*WORK REQUIRED*: In the records below, substitute "far ridge" for "distant mountain" and give the lines again unchanged otherwise, beginning at the line that contains "Return the mask of every instance of the distant" and stopping after the last line of the records.

*MATERIAL SHOWN*:

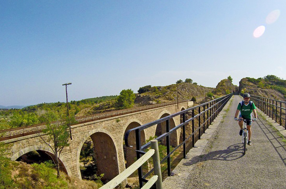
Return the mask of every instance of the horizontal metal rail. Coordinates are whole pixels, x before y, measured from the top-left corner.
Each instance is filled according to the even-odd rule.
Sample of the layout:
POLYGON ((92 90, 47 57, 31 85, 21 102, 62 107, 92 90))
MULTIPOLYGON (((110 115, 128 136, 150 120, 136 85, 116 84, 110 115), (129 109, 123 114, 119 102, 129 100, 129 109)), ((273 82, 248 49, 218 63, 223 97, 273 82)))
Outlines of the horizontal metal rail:
POLYGON ((286 102, 254 95, 251 98, 260 110, 286 129, 286 102))
MULTIPOLYGON (((179 101, 178 103, 174 101, 170 103, 144 106, 128 109, 111 111, 107 112, 93 114, 90 116, 76 117, 75 118, 76 120, 77 121, 77 123, 72 125, 100 120, 156 108, 164 107, 168 105, 176 104, 177 103, 181 103, 189 101, 189 100, 181 100, 179 101)), ((52 124, 55 124, 63 121, 62 120, 54 121, 51 122, 51 123, 52 124)), ((28 126, 1 130, 0 130, 0 134, 5 133, 8 133, 8 136, 0 138, 0 141, 16 138, 23 136, 29 135, 35 133, 40 133, 41 132, 42 130, 45 127, 46 124, 46 123, 42 123, 28 126), (12 131, 19 131, 19 132, 17 132, 17 134, 14 134, 13 133, 11 134, 12 131)))
MULTIPOLYGON (((167 155, 160 161, 160 163, 162 164, 166 160, 167 161, 168 174, 168 176, 170 176, 171 175, 170 157, 171 155, 176 150, 183 145, 183 146, 184 158, 185 158, 186 155, 186 145, 187 141, 191 137, 192 137, 192 146, 193 147, 194 146, 195 134, 197 133, 198 131, 198 139, 200 139, 200 136, 202 134, 201 133, 201 129, 203 127, 203 132, 204 133, 206 125, 207 125, 207 127, 208 128, 209 125, 210 125, 212 121, 213 121, 215 118, 221 111, 223 107, 225 105, 232 95, 233 94, 232 93, 226 95, 222 97, 218 98, 195 106, 183 110, 179 112, 175 113, 170 116, 162 118, 158 120, 152 122, 150 123, 129 130, 127 131, 125 136, 124 140, 125 145, 127 147, 129 146, 128 144, 128 136, 131 132, 135 132, 137 157, 137 159, 139 159, 140 158, 140 156, 142 154, 144 154, 144 150, 146 150, 149 148, 150 145, 150 142, 142 146, 140 144, 141 144, 140 141, 141 131, 153 126, 166 122, 166 132, 158 137, 155 139, 160 141, 161 141, 162 139, 164 138, 167 138, 167 155), (201 111, 201 108, 203 108, 203 110, 201 111), (198 112, 198 113, 196 115, 195 115, 195 110, 197 110, 197 111, 198 112), (186 114, 191 112, 192 112, 192 117, 187 120, 186 120, 186 114), (205 119, 206 113, 206 119, 205 119), (174 117, 181 115, 182 116, 183 116, 183 122, 177 126, 175 126, 173 128, 170 129, 169 128, 169 120, 174 117), (202 116, 203 117, 203 120, 202 122, 201 122, 201 118, 202 116), (199 122, 198 128, 195 130, 194 129, 195 124, 194 121, 195 119, 198 119, 199 122), (185 136, 185 127, 187 126, 188 124, 190 124, 191 123, 192 123, 192 133, 187 137, 186 138, 185 136), (178 129, 182 128, 183 129, 183 141, 176 147, 172 152, 170 152, 170 142, 171 135, 172 133, 176 132, 178 129)), ((150 175, 153 170, 153 169, 152 169, 149 171, 147 174, 144 175, 143 175, 142 167, 140 166, 139 168, 138 169, 138 175, 139 184, 140 188, 142 188, 143 187, 143 182, 145 182, 146 180, 145 179, 150 175)))

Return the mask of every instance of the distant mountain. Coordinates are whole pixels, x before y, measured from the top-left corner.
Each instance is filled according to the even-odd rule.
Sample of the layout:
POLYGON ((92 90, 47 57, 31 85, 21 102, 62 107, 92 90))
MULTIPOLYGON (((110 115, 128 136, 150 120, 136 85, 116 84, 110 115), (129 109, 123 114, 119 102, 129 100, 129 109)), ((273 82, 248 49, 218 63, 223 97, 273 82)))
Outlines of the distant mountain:
POLYGON ((12 109, 15 108, 16 109, 21 109, 25 107, 25 106, 4 106, 0 105, 0 109, 12 109))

*COMPLETED EXERCISE*:
Return the mask of every instance of the far ridge. Coordinates are whole pixels, x before y, measured from the top-left corner.
Each instance is filled according to the even-odd rule.
Sample of the layout:
POLYGON ((92 90, 47 57, 31 85, 21 102, 62 107, 92 90))
MULTIPOLYGON (((110 115, 128 136, 150 120, 136 85, 116 84, 110 115), (129 109, 123 114, 119 102, 129 100, 129 109)), ((273 82, 248 49, 218 63, 223 97, 273 82)))
Outlines of the far ridge:
POLYGON ((12 109, 15 108, 16 109, 21 109, 25 107, 25 106, 4 106, 0 105, 0 109, 12 109))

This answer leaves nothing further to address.